Problem 1: In the post about Ben Zimmer's interview, who used "literally" the "wrong" way in 1708?
Problem 2: Using the post about Ben Zimmer's interview, explain why its writer says the CMOS enraged him a couple of editions ago.
Problem 3: Write the next part of the post about Ben Zimmer's interview, starting after its final comment.

Text shown:
Ben Zimmer is interviewed by The Chicago Manual of Style about “the transformation and technologization of language”; it starts off with this question:

A favorite debate in the CMOS community is whether new word usages should be allowed, with classic examples of hopefully and literally. How do you think we should draw the line between common usage and Standard Written English? Are there cultural or academic checkpoints that a word must go through before making the transition?

Zimmer talks about the recency illusion, points out that Alexander Pope used literally the “wrong” way in 1708, and says that “in our schooling, we are constantly encouraged to think that there is only one right answer, which flies in the face of the flexibility and mutability of language.” All of which is true, and I wish I could think it would do some good, but the CMOS (which I use constantly in my professional life as a copyeditor and which is a superb reference for its central mission) enraged me a couple of editions ago when they cut short a promising trend toward good sense and outsourced their grammar section to Bryan A. Garner, the most reactionary usage maven currently working. By comparison with Garner, William Safire (alevasholem) was a wild-eyed linguistic radical. Frankly, I’m surprised the CMOS crowd took it into their heads to talk to a real live linguist; could it be that there is a dissident faction that may someday overthrow Garner and bring their grammar recommendations into the current century? A man can hope…


  1. Hear, hear. I strongly disapprove of Bryan Garner, his conservatism, his ugly library, his having written a book with Antonin Scalia and his pompous middle initial.

  2. des v bladet says

    Surely all Americans have a middle initial? Otherwise how would you know it was that Yngwie (“J”) Malmsteen?

  3. “technologization of language”: not a bad joke, I suppose.

  4. As long as your first & last name add up to more than two syllables, middle initials aren’t necessary. There’s no Language P. Hat, for example. If you feel the need to stretch it out, we have the modern option of double-barrelled married last names, but I don’t expect Garner to recognise something so controversial as that.

  5. I don’t understand how the number of syllables enters into it. David Anderson has more than two syllables, but I can understand why someone with that name might want to use a middle initial. As long as your name isn’t globally unique, then adding an initial helps with identification. Regardless, there’s no need to disrespect the naming conventions of other cultures.

  6. My mother had only two syllables until she married and she thought it was a huge disadvantage. I’ve never confused two people for want of a middle initial. As a citizen I don’t regard the United States as another culture and I will continue to criticise pompousness without feeling guilty about it.

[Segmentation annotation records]
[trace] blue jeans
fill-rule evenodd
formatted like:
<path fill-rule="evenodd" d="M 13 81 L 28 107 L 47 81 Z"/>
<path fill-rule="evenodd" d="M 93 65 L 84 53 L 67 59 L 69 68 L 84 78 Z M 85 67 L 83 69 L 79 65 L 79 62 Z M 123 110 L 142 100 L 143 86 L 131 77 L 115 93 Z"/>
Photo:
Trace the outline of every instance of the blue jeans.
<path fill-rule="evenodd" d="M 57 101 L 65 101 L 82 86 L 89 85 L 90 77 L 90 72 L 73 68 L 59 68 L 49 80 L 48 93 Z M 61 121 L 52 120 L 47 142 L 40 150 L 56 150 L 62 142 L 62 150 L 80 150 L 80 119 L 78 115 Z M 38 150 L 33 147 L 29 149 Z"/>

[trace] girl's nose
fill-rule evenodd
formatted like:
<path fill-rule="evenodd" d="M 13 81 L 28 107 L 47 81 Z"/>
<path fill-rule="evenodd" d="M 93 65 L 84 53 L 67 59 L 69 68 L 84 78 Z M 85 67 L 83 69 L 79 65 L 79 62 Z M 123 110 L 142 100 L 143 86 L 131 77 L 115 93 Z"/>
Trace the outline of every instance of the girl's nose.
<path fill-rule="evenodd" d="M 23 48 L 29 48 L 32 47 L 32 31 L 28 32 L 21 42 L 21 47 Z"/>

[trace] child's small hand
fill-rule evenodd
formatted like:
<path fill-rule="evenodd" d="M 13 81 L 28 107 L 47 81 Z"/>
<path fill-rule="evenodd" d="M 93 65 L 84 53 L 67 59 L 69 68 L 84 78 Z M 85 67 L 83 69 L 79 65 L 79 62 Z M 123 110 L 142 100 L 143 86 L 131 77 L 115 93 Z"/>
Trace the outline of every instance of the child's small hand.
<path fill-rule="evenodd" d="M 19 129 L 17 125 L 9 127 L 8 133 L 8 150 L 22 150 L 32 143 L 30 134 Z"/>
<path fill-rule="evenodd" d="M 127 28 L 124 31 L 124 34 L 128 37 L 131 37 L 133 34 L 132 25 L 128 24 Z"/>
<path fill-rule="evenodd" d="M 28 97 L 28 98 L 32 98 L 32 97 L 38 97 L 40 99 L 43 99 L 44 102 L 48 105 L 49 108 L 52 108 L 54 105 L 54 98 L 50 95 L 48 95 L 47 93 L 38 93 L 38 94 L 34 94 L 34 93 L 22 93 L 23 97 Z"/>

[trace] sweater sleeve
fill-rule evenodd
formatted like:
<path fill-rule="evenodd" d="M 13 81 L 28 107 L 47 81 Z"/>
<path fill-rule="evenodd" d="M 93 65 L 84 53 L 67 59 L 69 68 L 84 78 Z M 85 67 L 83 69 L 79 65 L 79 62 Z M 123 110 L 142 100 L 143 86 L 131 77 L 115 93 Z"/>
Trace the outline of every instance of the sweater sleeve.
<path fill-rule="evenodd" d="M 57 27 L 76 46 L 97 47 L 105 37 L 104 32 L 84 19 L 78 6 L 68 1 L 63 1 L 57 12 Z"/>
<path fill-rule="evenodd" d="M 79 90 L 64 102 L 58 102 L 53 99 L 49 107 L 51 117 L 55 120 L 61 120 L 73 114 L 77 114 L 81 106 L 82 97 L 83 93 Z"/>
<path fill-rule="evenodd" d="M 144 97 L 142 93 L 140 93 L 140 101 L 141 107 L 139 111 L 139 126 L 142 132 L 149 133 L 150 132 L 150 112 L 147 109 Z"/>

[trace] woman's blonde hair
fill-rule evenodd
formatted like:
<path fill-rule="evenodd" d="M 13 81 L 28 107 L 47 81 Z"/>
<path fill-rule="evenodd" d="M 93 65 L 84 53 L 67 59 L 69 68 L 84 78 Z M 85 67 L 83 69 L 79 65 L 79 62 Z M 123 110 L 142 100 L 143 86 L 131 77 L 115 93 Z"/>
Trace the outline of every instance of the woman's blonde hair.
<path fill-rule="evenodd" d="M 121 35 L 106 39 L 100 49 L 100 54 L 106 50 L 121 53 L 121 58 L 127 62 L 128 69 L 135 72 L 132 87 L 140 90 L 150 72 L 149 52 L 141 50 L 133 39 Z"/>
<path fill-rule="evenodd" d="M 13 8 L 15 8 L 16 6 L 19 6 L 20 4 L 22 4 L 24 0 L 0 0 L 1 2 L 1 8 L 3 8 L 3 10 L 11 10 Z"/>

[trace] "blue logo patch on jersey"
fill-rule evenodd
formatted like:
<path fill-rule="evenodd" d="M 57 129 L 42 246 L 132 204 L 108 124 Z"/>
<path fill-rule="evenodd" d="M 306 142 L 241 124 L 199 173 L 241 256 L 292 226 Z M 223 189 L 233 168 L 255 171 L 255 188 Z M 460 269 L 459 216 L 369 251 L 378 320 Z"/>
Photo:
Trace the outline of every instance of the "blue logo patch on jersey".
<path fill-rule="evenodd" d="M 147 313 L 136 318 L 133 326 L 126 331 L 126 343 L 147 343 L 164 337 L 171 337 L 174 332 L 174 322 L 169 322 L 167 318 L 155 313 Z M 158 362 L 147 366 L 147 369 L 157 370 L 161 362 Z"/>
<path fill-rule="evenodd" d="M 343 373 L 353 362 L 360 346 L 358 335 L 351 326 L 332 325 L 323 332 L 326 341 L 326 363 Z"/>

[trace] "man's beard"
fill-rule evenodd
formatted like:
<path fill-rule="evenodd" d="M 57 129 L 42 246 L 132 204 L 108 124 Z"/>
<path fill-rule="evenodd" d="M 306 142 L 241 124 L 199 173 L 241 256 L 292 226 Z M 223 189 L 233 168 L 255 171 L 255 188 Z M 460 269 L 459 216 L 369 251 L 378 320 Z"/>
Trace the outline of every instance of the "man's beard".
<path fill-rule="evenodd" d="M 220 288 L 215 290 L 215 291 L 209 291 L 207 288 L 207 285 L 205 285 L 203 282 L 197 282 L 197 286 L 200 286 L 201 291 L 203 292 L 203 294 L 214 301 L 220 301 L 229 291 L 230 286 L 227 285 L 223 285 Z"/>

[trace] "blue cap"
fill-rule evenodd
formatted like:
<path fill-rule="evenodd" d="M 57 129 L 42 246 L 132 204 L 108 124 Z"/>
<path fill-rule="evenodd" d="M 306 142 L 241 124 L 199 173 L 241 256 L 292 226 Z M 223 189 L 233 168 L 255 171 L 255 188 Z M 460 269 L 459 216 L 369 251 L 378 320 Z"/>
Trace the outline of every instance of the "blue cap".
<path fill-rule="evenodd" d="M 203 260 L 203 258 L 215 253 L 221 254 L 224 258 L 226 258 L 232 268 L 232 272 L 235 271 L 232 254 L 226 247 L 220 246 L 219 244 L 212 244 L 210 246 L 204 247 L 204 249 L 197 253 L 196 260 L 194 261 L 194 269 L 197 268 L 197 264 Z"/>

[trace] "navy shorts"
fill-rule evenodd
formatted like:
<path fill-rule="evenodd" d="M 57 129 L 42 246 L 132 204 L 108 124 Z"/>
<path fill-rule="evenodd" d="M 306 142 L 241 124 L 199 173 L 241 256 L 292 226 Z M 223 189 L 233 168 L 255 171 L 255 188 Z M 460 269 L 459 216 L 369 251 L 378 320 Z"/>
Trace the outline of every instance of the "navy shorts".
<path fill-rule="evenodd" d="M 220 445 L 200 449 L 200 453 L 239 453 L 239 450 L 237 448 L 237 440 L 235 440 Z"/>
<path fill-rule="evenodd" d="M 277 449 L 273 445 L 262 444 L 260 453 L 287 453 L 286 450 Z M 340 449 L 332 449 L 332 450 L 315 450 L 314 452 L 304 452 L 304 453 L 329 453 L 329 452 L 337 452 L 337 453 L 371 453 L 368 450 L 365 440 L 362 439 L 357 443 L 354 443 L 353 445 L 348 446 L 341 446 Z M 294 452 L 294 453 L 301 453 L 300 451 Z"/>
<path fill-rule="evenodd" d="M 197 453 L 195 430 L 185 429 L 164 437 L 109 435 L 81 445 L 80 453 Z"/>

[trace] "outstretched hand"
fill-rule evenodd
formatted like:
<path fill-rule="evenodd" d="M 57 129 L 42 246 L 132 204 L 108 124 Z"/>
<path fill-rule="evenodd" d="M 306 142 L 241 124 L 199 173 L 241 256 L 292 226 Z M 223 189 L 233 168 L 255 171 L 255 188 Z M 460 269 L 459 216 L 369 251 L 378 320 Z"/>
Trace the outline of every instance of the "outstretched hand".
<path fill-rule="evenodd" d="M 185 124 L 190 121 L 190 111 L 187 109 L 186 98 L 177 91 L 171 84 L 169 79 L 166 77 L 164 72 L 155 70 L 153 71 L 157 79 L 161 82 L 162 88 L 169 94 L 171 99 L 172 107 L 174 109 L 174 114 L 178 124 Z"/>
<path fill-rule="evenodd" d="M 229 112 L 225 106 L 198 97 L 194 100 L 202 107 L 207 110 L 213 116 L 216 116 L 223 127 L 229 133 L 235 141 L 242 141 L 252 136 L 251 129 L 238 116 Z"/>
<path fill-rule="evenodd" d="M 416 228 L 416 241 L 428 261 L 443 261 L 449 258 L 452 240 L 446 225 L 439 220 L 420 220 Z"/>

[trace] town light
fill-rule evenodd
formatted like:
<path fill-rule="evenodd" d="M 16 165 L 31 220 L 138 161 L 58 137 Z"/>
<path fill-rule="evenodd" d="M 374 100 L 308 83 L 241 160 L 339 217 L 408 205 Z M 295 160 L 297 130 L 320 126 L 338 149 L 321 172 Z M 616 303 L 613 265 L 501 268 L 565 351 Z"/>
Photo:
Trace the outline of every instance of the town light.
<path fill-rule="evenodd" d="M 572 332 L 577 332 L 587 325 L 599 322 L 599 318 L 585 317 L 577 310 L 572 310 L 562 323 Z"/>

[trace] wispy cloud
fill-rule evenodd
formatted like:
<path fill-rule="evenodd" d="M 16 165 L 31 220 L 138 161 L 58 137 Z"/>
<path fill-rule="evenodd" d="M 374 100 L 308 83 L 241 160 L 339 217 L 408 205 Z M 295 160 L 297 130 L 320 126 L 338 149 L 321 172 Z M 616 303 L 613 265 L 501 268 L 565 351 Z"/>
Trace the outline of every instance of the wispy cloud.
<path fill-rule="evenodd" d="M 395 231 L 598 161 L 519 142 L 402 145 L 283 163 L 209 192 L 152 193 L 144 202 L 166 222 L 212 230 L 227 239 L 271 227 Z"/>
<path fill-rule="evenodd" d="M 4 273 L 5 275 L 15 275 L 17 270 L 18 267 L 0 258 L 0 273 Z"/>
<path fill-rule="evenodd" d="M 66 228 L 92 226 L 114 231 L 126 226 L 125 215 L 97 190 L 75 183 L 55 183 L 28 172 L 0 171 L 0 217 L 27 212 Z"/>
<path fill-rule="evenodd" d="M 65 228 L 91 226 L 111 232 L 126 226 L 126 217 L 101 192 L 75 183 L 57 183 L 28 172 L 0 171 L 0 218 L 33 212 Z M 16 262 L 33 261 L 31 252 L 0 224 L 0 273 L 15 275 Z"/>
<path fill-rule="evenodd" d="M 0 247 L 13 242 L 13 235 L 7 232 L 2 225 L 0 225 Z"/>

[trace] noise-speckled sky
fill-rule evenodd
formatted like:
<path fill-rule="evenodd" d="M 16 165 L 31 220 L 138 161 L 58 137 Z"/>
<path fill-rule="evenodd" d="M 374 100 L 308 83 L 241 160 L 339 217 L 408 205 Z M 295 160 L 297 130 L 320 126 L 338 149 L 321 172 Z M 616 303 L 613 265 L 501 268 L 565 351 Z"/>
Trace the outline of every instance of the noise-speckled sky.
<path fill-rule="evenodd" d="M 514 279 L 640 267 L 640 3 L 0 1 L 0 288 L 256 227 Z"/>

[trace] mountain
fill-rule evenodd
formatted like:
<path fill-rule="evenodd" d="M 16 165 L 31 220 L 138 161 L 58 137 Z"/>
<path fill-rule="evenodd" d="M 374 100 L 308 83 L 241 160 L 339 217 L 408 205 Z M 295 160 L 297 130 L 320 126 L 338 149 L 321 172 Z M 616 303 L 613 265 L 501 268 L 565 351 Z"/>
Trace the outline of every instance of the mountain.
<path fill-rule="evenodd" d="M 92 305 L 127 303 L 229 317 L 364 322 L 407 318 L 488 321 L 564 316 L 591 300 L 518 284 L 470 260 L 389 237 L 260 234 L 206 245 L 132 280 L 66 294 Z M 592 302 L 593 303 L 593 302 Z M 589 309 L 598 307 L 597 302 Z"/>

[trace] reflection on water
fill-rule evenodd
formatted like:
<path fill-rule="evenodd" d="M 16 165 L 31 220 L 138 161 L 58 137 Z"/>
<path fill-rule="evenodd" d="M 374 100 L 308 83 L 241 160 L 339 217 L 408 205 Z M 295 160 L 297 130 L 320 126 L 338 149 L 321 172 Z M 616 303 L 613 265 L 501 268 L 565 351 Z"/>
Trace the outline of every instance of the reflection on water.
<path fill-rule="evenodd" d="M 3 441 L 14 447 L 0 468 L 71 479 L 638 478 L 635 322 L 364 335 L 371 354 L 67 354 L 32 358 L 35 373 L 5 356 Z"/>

Result 1: Alexander Pope.

Result 2: A couple of editions ago, the CMOS cut short a promising trend toward good sense. It also outsourced its grammar section to Bryan A. Garner, whom the writer calls the most reactionary usage maven currently working.

Result 3:
  7. “Rufus T. Firefly.”

  8. Well, I’ll bet William J. Gedney the linguist and William G. Gedney the photographer would have been annoyed at receiving each other’s mail.

  9. Jesus H. Christ!

  10. I thought Zimmer had some good things to say about usage, particularly the bit about usage writers always playing catchup rather than holding the line.
    When Chicago added the chapter on grammar and usage, I had no idea who Garner was, but I was excited by the idea. And then I got my copy, flipped through it, and quickly realized how utterly unhelpful his chapter was. In the ten years since his chapter was added, I have not once found it useful in answering an editing question. And this is completely leaving aside the factual errors in the chapter and my problems with Garner’s general rhetorical bent.
    I doubt his chapter will be removed or replaced anytime soon. Based on this interaction with the Q&A staff, it seems that their disposition is to automatically defend Garner, not question him.

  11. As I’ve mentioned before, the middle initial of the baseball player J. D. Drew stands, in some sense, for “Drew”.

  12. I wouldn’t call Garner the most reactionary usage writer now working, but rather the most pernicious, specifically because he often hides his conservatism behind a veneer of disinterested sophistication. I came to be familiar with too many mavens of decades past — Simon, Bernstein, Stafford, Kilpatrick, et al. — to bother acquainting myself with the current crop; but surely there exists a prescriptivist, writing for some newspaper or magazine, for whom a sense of hopefully is not only wrong but also designates its user as illiterate. (If there isn’t, fantastic!) Garner, though no genius, is too smart for such a directly de haut en bas approach, making him all the more annoyingly influential.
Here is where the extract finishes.